> _EXCERPT PROVIDED_

+ + + + + + +

## Monte Carlo Tree Search
Monte Carlo Tree Search is the industry standard for complex games like Go and Chess. Combined with ConvNets, MCTS was used by Google in Alpha Go and Alpha Zero. In MCTS, the computer plays a number of games against itself. It generates its own expected value of each game state through trial and error, which eliminates the need to explore every state. The cost of this is non-optimality. As the computer simulates more games, it will learn which game states are favorable or unfavorable (more likely to result in a victory). In this section, you will implement Monte Carlo Tree Search for tic tac toe.

### Introduction

We will be reusing some tic tac toe code from the previous lab, namely get_possible_moves and get_score


In [None]:
# Lab by Morgan Swanson
import numpy as np
from tqdm.notebook import tqdm
example_board = np.array([[' ', ' ', ' '],
                          [' ', ' ', ' '],
                          [' ', ' ', ' ']])

# Calculates all successor states to a given state
def get_possible_moves(board, player):
    moves = []
    for (x, y), element in np.ndenumerate(board):
        if element == ' ':
            new_board = np.array(board, copy=True)
            new_board[x][y] = 'X' if player is 'max' else 'O'
            moves.append(new_board)
    return moves


def get_score(board, depth=0):
    if (np.any(np.all(board == 'X', axis=0)) or
        np.any(np.all(board == 'X', axis=1)) or
        np.all(board.diagonal() == 'X') or
        np.all(np.fliplr(board).diagonal() == 'X')):
        # Max Victory
        return 1 * (1 / (1 + depth))
    elif (np.any(np.all(board == 'O', axis=0)) or
          np.any(np.all(board == 'O', axis=1)) or
          np.all(board.diagonal() == 'O') or
          np.all(np.fliplr(board).diagonal() == 'O')):
        # Min Victory
        return -1 * (1 / (1 + depth))
    elif not (board == ' ').any():
        # Draw
        return 0
    else:
        # Unfinished Game
        return None

### Storing Simluation Results

In order to remember how good each state is, we will keep track of the results of a state in a class called Metrics. This class will be mapped to the hash of each board state (first converted to a string, since keys must be immutable in python), so that they can easily be looked up given a board configuration. Each board state will have its own Metrics Class.



In [None]:
import math
class Metrics:

    def __init__(self):
        self.min_wins = 0
        self.max_wins = 0
        self.count = 0

    def update(self, score):
        if score > 0:
            self.max_wins += 1
        elif score < 0:
            self.min_wins += 1
        self.count += 1

    def get_p_win(self, player):
        try:
            if player == 'min':
                return self.min_wins / self.count
            elif player == 'max':
                return self.max_wins / self.count
            else:
                raise ValueError('player {} must be min or max'.format(player))
        except ZeroDivisionError:
            raise ValueError('must be updated at least once \
                              to get win probability')

+ + + + + + +

> _INFORMATION SHOWN_
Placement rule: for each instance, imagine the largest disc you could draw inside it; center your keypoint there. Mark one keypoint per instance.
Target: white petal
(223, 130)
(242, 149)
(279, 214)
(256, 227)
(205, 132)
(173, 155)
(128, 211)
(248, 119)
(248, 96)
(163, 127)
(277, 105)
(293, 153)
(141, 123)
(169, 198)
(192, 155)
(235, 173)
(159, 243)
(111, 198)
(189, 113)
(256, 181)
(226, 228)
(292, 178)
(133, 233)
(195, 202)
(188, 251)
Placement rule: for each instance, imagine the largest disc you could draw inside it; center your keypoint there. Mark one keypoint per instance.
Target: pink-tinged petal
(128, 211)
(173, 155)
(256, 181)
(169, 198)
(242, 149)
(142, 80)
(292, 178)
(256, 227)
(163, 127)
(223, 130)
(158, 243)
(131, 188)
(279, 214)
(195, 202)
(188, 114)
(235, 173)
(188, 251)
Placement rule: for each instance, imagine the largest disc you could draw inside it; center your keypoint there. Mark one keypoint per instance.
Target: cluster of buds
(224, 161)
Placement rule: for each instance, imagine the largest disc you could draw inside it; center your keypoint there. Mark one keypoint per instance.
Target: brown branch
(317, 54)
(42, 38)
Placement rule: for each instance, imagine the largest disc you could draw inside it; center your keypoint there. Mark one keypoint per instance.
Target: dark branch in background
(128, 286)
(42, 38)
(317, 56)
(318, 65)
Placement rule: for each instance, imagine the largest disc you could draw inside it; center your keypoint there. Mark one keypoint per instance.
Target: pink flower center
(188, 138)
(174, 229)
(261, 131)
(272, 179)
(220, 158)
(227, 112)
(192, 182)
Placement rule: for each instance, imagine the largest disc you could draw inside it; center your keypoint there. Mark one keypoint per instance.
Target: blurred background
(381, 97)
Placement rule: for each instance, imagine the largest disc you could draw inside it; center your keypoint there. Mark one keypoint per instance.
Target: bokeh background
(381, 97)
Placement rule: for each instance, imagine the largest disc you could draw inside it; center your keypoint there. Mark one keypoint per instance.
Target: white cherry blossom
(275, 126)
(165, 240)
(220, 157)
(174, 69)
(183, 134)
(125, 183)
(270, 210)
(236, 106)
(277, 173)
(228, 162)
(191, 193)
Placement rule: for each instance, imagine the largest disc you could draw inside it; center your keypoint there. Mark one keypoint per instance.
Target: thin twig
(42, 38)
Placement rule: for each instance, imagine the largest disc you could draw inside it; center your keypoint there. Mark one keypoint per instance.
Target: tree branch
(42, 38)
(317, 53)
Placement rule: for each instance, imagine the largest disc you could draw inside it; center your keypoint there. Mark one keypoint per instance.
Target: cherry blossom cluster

+ + + + + + +

> _WHAT YOU WILL DO_
Pick up the Monte Carlo Tree Search lab for tic tac toe above right after its final line of code and write the next part.

> _RESPONSE_
    def get_expected_value(self, player):
        try:
            if player == 'min':
                return (self.min_wins - self.max_wins) / self.count
            elif player == 'max':
                return (self.max_wins -self.min_wins) / self.count
            else:
                raise ValueError('player {} must be min or max'.format(player))
        except ZeroDivisionError:
            raise ValueError('must be updated at least once \
                              to get expected value')

    def get_explore_term(self, parent, c=1.41):
        if parent.count:
            return c * (math.log(parent.count) / self.count) ** (1 / 2)
        else:
            return 0


    def get_ucb(self, player, parent, c=1.41, default=6):
        if self.count:
            p_win = self.get_p_win(player)
            explore_term = self.get_explore_term(parent)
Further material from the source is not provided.